**Directive:** Return every line from the one containing "like [(117, 396)]." down through the final line, copied verbatim.

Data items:
▼

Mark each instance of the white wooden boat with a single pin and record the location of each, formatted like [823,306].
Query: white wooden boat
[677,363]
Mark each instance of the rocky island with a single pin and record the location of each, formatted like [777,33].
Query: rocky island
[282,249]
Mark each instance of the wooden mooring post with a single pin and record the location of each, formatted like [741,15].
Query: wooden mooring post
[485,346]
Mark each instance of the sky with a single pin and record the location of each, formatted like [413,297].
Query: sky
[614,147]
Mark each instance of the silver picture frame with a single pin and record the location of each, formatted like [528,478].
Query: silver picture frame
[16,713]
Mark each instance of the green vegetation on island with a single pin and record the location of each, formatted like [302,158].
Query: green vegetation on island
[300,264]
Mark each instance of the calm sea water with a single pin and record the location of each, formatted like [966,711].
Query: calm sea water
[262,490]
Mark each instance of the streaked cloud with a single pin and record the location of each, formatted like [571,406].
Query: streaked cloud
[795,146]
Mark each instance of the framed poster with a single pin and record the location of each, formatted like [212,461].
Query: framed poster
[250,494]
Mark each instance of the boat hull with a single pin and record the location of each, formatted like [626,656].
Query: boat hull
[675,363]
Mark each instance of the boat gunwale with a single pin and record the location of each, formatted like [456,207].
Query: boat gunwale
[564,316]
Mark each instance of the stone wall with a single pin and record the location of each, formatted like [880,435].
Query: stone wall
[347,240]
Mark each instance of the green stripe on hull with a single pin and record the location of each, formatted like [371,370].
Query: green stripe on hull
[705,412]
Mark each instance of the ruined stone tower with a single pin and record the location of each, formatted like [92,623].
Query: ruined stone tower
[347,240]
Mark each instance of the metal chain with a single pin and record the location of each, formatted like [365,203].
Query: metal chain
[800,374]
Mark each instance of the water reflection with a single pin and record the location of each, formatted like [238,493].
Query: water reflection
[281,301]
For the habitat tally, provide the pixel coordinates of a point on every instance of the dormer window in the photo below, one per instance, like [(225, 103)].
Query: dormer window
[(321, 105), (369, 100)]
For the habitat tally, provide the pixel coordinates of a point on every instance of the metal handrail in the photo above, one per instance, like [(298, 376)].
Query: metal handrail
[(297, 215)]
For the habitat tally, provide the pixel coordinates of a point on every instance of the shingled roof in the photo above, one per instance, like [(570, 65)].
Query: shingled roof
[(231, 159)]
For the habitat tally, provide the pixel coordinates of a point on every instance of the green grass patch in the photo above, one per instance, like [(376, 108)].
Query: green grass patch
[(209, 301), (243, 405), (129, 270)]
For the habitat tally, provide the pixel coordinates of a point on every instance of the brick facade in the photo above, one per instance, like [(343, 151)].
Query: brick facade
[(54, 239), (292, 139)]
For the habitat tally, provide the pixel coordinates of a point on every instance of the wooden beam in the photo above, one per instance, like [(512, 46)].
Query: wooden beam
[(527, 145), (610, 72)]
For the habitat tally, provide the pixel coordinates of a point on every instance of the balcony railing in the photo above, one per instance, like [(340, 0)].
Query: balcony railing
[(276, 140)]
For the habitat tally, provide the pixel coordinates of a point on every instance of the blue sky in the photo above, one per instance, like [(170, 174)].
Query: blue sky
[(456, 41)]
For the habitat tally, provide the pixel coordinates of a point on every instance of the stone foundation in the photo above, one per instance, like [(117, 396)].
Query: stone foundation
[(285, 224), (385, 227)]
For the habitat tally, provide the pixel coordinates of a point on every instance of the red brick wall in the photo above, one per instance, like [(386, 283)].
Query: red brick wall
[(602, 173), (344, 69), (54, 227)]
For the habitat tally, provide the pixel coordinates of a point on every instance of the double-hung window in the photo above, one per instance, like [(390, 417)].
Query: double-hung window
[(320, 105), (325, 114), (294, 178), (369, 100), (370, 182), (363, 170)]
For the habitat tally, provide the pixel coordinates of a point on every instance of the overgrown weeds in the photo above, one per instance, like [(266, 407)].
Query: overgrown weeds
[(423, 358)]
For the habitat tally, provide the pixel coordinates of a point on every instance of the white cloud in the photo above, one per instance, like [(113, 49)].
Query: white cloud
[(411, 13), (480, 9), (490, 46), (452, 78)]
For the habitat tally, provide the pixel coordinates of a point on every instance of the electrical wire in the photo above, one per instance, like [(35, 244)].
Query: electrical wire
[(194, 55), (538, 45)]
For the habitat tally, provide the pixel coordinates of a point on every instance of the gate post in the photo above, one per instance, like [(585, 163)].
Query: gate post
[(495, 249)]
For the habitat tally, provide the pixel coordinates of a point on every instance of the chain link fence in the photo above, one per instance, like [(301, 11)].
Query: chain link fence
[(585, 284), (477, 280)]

▲

**Exercise solution:**
For the habitat tally, provide the pixel coordinates of a point on every instance of the stone foundation in the photo above, one per instance, like [(117, 396)].
Query: stone foundation
[(285, 224), (385, 227)]
For the habitat tally, provide the pixel coordinates of a point on every instance of the red brick wall in the photo above, one per instance, like [(386, 283)].
Query: red brick wall
[(602, 173), (344, 69), (54, 227)]
For the habitat tally, provide the pixel coordinates of a point on every instance of the double-hung window in the photo above, one per instance, like [(390, 417)].
Query: double-hung window
[(320, 105), (325, 114), (294, 178), (369, 100), (370, 182), (363, 170)]
For the habitat tally, provide the pixel coordinates of a point on every instance of the overgrown weeds in the photo above, one per instance, like [(266, 407)].
Query: overgrown weeds
[(423, 358)]
For the habitat tally, provide the pixel coordinates of a point on every instance of the white cloud in the photo above, one per instance, like [(113, 49)].
Query: white cloud
[(411, 13), (480, 9), (490, 46), (452, 78)]
For the habitat tally, provide the pixel coordinates of a point on every instance of the electrical wire in the photo above, one per instance, like [(35, 244)].
Query: electrical wire
[(194, 55), (538, 45)]
For the habitat tally, provide the pixel coordinates of a point on every instance of the gate post in the photo above, one per instance, like [(585, 163)].
Query: gate post
[(495, 249)]
For the habitat tally, provide the pixel coordinates of a point on every instance of the chain link fence in the photo above, one per instance, like [(301, 11)].
Query: chain link fence
[(585, 284), (477, 280)]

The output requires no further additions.